**BRIEF:** Give each line of the records again exactly and omit every picture.

[Referring expression data]
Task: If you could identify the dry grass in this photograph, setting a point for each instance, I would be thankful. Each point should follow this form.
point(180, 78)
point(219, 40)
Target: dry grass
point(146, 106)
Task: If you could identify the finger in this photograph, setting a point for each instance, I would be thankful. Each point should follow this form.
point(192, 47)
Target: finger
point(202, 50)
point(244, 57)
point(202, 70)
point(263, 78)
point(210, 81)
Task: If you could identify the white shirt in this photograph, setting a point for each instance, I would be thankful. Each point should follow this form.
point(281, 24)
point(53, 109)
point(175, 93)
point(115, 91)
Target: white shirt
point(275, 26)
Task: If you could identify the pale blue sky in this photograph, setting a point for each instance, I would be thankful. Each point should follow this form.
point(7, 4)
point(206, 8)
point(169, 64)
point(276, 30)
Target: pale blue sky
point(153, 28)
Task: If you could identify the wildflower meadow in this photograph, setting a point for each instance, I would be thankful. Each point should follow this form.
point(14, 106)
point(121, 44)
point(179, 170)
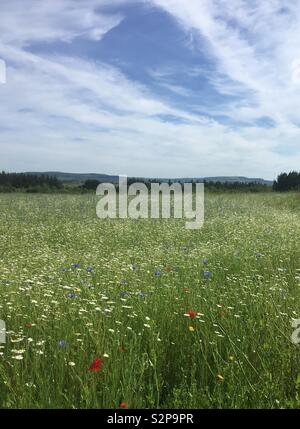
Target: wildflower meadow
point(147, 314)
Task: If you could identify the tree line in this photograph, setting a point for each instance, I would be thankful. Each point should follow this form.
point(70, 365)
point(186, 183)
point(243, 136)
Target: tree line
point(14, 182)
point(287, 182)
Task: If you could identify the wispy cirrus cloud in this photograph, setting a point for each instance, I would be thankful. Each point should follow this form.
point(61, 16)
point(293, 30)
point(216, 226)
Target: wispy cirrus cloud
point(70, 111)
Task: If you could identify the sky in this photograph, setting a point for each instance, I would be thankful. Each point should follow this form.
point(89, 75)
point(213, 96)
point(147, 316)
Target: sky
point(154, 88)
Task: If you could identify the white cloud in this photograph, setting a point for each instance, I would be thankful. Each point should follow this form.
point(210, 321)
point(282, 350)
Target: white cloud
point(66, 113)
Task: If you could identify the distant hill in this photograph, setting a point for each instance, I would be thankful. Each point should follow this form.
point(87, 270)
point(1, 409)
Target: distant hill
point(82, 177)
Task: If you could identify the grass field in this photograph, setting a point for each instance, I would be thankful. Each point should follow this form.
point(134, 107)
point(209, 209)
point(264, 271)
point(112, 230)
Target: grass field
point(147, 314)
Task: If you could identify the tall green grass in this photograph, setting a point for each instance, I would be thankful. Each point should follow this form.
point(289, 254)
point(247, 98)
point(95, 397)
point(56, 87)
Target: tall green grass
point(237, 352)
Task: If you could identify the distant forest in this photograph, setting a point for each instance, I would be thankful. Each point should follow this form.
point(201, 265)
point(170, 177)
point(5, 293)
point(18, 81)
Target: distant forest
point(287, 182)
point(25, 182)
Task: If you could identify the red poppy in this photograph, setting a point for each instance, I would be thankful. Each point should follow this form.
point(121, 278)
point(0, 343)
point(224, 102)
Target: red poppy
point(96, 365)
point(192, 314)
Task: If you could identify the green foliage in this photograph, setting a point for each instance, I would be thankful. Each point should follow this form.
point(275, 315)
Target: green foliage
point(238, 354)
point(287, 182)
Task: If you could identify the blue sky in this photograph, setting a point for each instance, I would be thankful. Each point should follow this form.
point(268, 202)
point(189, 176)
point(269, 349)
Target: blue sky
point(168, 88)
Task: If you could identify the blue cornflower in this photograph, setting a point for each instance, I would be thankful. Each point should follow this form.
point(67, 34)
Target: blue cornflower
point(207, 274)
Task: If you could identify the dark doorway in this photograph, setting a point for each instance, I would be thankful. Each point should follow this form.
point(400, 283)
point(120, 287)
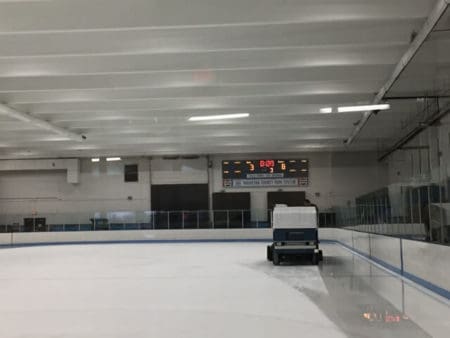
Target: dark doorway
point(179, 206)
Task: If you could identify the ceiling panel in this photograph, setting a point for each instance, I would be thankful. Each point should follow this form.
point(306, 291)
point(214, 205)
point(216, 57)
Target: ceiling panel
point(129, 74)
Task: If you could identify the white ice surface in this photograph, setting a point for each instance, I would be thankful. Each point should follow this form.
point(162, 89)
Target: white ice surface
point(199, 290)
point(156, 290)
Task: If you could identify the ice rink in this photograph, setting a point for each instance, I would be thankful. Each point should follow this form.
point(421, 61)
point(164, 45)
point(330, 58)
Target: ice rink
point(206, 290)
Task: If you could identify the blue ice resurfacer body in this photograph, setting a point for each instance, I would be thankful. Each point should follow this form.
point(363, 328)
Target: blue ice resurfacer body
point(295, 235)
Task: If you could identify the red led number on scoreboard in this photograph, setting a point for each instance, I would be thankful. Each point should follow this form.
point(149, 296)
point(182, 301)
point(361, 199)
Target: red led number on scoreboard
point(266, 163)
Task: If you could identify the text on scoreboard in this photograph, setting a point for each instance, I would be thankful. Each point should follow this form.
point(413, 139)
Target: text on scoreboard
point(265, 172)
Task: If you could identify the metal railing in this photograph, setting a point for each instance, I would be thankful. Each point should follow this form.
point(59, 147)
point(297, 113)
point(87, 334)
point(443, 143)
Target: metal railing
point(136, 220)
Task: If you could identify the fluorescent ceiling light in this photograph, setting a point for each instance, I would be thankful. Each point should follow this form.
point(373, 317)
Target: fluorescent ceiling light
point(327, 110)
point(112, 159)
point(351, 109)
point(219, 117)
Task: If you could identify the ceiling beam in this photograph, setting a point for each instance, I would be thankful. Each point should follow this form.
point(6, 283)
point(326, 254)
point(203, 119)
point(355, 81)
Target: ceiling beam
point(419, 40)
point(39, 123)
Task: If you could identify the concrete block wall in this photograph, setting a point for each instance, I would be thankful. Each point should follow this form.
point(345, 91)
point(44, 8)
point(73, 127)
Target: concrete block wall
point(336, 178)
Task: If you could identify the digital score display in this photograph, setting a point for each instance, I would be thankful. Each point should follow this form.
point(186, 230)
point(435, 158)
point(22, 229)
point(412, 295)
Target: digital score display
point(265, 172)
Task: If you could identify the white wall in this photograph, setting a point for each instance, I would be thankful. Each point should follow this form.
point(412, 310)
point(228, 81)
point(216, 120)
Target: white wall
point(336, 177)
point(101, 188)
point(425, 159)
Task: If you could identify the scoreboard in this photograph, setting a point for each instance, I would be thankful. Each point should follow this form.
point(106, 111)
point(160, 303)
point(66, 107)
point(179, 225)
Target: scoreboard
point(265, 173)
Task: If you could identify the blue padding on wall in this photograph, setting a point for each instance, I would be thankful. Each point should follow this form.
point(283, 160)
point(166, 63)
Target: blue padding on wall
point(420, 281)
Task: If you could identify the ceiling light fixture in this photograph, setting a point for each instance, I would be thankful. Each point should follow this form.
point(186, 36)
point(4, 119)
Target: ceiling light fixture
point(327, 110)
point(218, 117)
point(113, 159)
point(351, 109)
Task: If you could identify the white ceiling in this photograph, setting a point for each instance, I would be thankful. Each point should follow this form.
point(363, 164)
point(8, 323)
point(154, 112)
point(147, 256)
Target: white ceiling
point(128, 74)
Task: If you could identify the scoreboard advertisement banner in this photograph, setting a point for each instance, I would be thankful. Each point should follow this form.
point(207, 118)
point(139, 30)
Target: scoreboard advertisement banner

**SOLUTION TO THE EXERCISE:**
Task: If you could identify the dry grass in this photograph, setting a point for each instance, I would be thankful. Each point should follow this form.
point(180, 78)
point(219, 40)
Target: dry grass
point(146, 106)
Task: If you could identify the finger in this photograph, setting a point for each instance, I would be thankful. Each point should follow this form.
point(192, 47)
Target: finger
point(202, 50)
point(244, 57)
point(202, 70)
point(263, 78)
point(210, 81)
Task: If you could identify the white shirt in this photograph, setting a point for each instance, I would be thankful. Each point should follow this form.
point(281, 24)
point(53, 109)
point(175, 93)
point(115, 91)
Target: white shirt
point(275, 26)
Task: If you could identify the pale blue sky in this photograph, setting a point for each instance, I would be thankful. Each point should follow this form.
point(7, 4)
point(206, 8)
point(169, 64)
point(276, 30)
Target: pale blue sky
point(153, 28)
Task: If you could identify the wildflower meadow in this photograph, setting a point for each instance, I would be thankful. Each point should follow this form.
point(14, 106)
point(121, 44)
point(179, 170)
Target: wildflower meadow
point(147, 314)
Task: If you could identify the tree line in this photograph, setting a point for each instance, I would be thankful. Each point should follow this form.
point(70, 365)
point(186, 183)
point(243, 136)
Target: tree line
point(14, 182)
point(287, 182)
Task: If you could identify the wispy cirrus cloud in this photograph, setting a point for each instance, I would be thankful. Each point should follow this form.
point(61, 16)
point(293, 30)
point(216, 226)
Target: wispy cirrus cloud
point(70, 111)
Task: If you could identify the sky in this photograph, setting a point for each instance, I would be thankful. Each point should follow this form.
point(89, 75)
point(213, 96)
point(147, 316)
Target: sky
point(154, 88)
Task: If you could identify the white cloud in this photograph, setting a point for each instance, I would be thankful. Each point should follow this form.
point(210, 321)
point(282, 350)
Target: white cloud
point(66, 113)
Task: If you could identify the distant hill in this photograph, setting a point for each instance, I would be thankful. Each point should follow this form.
point(87, 270)
point(1, 409)
Target: distant hill
point(82, 177)
Task: If you could identify the grass field in this photograph, setting a point for each instance, I would be thankful. Each point should follow this form.
point(134, 107)
point(209, 209)
point(264, 271)
point(112, 230)
Target: grass field
point(147, 314)
Task: If you could identify the tall green grass in this photograph, setting a point for each instance, I would be thankful. Each point should follow this form.
point(289, 254)
point(247, 98)
point(95, 397)
point(56, 87)
Target: tall green grass
point(237, 352)
Task: If you could identify the distant forest in this photograph, setting a point for each instance, I would be thankful. Each point should follow this form.
point(201, 265)
point(170, 177)
point(5, 293)
point(18, 81)
Target: distant forest
point(287, 182)
point(25, 182)
Task: If you could identify the red poppy in this photograph, setting a point for each instance, I would be thankful. Each point should follow this form.
point(121, 278)
point(0, 343)
point(224, 102)
Target: red poppy
point(96, 365)
point(192, 314)
Task: If you could identify the green foliage in this photograph, setting a point for each instance, I would be thankful. Each point should follow this form.
point(275, 315)
Target: green foliage
point(238, 354)
point(287, 182)
Task: If you could identify the blue sky in this photograph, setting a point for each instance, I would be thankful. Each point should follow this form.
point(268, 202)
point(189, 176)
point(269, 349)
Target: blue sky
point(168, 88)
Task: If you could identify the blue cornflower in this photograph, setting a point for each instance, I would be thankful. Each point should follow this form.
point(67, 34)
Target: blue cornflower
point(207, 274)
Task: If you could identify the dark doorway in this photograph, setting a point for each instance, I would be thankful. Each point should follow this form.
point(400, 283)
point(120, 287)
Target: dark doorway
point(179, 206)
Task: If you could identify the ceiling panel in this photograph, setting a point for each instance, I would be thankful. Each point should follow this form.
point(306, 291)
point(214, 205)
point(216, 57)
Target: ceiling panel
point(129, 74)
Task: If you could identify the white ice surface in this photograph, setting a point for each instance, I would be thankful. Each point should follow this form.
point(162, 89)
Target: white ice surface
point(199, 290)
point(156, 290)
Task: If you could identify the ice rink in this photograph, setting a point for each instance, I would be thankful. Each point should follow this form.
point(421, 61)
point(164, 45)
point(330, 58)
Target: ice rink
point(206, 290)
Task: If you could identify the blue ice resurfacer body in this photograph, setting a point for each instance, I would be thankful. Each point should follow this form.
point(363, 328)
Target: blue ice resurfacer body
point(295, 235)
Task: If you could identify the red led number on scoreboard in this photograph, setting a point for each instance, I would be thankful. Each point should follow this form.
point(149, 296)
point(182, 301)
point(361, 199)
Target: red led number on scoreboard
point(266, 163)
Task: If you could identify the text on scoreboard in this photograph, setting a point for each instance, I would be thankful. Each point should follow this form.
point(413, 139)
Target: text on scoreboard
point(265, 172)
Task: If you could identify the metal railing in this photograph, setting a point for each instance, I would be thankful. Each point should follow this form.
point(59, 147)
point(297, 113)
point(87, 334)
point(443, 143)
Target: metal railing
point(136, 220)
Task: If you could identify the fluorescent ceiling light in this photograph, setting a point for each instance, I would be thankful. Each point should follow this form.
point(373, 317)
Target: fluorescent ceiling light
point(327, 110)
point(112, 159)
point(351, 109)
point(219, 117)
Task: If you could identify the ceiling beam in this photograph, setting a point for each instance, I would be thankful. Each point should follow this form.
point(6, 283)
point(326, 254)
point(203, 119)
point(355, 81)
Target: ceiling beam
point(419, 40)
point(39, 123)
Task: If you could identify the concrete block wall in this photograph, setting a point for each instance, I would be thankful. Each point should follow this form.
point(345, 91)
point(44, 8)
point(73, 127)
Target: concrete block wall
point(336, 178)
Task: If you could identify the digital score display in this photograph, setting a point for each instance, I would be thankful. Each point should follow this form.
point(186, 230)
point(435, 158)
point(22, 229)
point(412, 295)
Target: digital score display
point(265, 172)
Task: If you could identify the white wall in this photograph, setting a point for each instance, I would be thankful. Each point should follow this form.
point(412, 310)
point(228, 81)
point(216, 120)
Target: white wall
point(336, 177)
point(101, 188)
point(425, 159)
Task: If you could identify the scoreboard in this photograph, setting a point for each instance, I would be thankful. Each point should follow this form.
point(106, 111)
point(160, 303)
point(66, 107)
point(179, 225)
Target: scoreboard
point(265, 173)
Task: If you could identify the blue padding on wall in this photograph, setting a point for each instance, I would be thankful. Each point should follow this form.
point(283, 160)
point(166, 63)
Target: blue padding on wall
point(420, 281)
Task: If you could identify the ceiling light fixture in this photograph, setting a point for each instance, I would be thankful. Each point should follow this form.
point(186, 36)
point(4, 119)
Target: ceiling light fixture
point(327, 110)
point(218, 117)
point(113, 159)
point(351, 109)
Task: If you could identify the white ceiling in this photograph, setting a point for each instance, I would be thankful. Each point should follow this form.
point(363, 164)
point(8, 323)
point(154, 112)
point(147, 256)
Target: white ceiling
point(128, 74)
Task: If you could identify the scoreboard advertisement banner in this photograph, setting a point for each instance, I would be thankful. Each point should follow this form.
point(207, 118)
point(139, 30)
Target: scoreboard advertisement banner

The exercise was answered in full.